■ **What needs to be done**
The answer must consist only of the lines from the line with "Target: cloudy sky" to the line with "Target: garage door panel", both included, exactly as they stand below.

┄┄┄┄┄┄┄┄┄┄┄┄┄┄┄┄┄┄┄┄

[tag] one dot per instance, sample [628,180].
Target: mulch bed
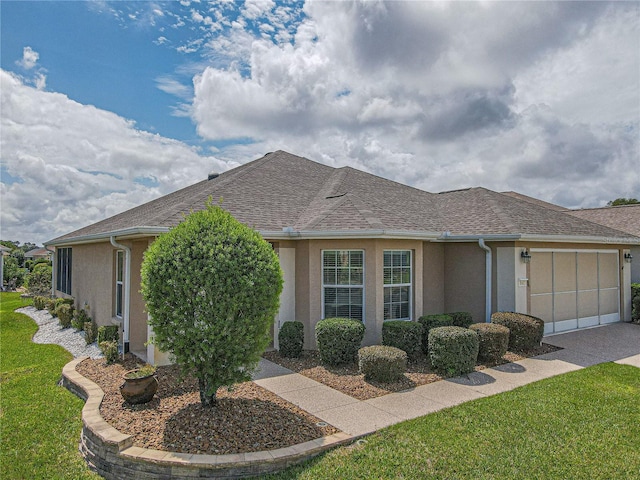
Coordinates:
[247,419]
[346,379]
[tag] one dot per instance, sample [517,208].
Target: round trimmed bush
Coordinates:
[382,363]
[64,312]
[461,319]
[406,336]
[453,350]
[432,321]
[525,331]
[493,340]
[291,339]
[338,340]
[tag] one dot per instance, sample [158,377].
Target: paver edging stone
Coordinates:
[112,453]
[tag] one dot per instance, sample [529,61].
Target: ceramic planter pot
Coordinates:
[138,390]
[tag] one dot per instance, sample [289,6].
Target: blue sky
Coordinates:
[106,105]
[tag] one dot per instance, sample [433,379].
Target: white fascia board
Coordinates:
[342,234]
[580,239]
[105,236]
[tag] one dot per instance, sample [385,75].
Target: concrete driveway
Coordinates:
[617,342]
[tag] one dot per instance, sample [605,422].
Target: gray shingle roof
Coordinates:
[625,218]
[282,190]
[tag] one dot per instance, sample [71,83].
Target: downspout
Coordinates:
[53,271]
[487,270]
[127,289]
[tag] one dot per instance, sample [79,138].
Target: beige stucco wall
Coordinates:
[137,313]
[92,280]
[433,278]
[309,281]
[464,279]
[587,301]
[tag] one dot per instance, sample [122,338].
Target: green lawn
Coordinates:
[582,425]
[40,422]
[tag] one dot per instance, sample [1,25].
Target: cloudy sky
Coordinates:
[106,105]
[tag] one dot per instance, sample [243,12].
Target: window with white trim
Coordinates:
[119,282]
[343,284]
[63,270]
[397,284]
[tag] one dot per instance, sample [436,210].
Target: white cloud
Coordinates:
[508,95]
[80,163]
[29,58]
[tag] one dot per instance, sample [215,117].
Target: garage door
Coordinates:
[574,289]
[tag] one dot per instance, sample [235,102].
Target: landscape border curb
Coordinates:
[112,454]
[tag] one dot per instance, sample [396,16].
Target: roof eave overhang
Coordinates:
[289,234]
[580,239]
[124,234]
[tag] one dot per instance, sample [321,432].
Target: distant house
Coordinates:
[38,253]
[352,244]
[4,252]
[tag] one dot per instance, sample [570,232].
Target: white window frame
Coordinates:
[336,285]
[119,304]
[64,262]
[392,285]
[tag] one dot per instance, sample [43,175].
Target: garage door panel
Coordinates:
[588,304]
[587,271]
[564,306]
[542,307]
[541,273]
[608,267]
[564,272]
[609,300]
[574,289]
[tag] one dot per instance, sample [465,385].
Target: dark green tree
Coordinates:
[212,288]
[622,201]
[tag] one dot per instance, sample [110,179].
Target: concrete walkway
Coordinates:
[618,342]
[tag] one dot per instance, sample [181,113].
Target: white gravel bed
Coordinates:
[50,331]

┄┄┄┄┄┄┄┄┄┄┄┄┄┄┄┄┄┄┄┄

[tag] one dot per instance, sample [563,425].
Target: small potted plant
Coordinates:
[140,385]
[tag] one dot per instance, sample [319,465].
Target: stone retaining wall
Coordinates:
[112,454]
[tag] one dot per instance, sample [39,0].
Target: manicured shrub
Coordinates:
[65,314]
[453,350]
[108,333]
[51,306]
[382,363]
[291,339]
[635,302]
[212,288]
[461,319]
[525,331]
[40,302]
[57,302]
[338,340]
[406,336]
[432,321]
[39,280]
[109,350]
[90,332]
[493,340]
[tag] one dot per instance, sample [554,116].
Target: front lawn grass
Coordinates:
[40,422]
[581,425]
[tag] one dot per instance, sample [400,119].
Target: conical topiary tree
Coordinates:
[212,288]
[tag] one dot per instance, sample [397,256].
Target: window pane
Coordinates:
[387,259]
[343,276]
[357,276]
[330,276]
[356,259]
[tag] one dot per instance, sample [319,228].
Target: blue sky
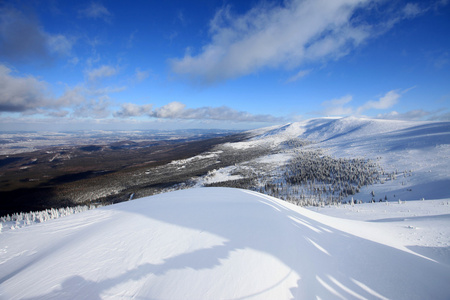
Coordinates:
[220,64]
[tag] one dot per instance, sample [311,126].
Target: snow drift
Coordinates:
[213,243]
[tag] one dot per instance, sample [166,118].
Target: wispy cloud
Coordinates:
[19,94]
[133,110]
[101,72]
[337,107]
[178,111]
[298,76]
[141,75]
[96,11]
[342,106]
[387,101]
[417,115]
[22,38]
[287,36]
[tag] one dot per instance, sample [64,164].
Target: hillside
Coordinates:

┄┄┄┄┄┄┄┄┄┄┄┄┄┄┄┄┄┄┄┄

■ **Output below**
Target: cloudy sky
Coordinates:
[106,105]
[tag] one dot per instance, sample [243,12].
Target: window with white trim
Coordinates:
[119,282]
[343,284]
[63,270]
[397,284]
[tag] one dot per instance, sample [436,210].
Target: white cloud
Coordinates:
[508,95]
[80,163]
[29,58]
[tag] one dot per instance, sample [215,117].
Target: garage door
Coordinates:
[574,289]
[tag] one dot per instance, sample [235,102].
Target: landscape border curb
Coordinates:
[112,454]
[tag] one dot per instance, sample [396,16].
Target: roof eave overhang
Coordinates:
[289,234]
[580,239]
[124,234]
[tag] one dot per instance, sample [321,432].
Target: distant house
Coordinates:
[38,253]
[352,244]
[4,252]
[tag] one dot per instance, sample [570,232].
Target: white window frame
Coordinates:
[336,285]
[119,304]
[64,262]
[392,285]
[tag] one dot per instance, sample [43,175].
Target: garage door panel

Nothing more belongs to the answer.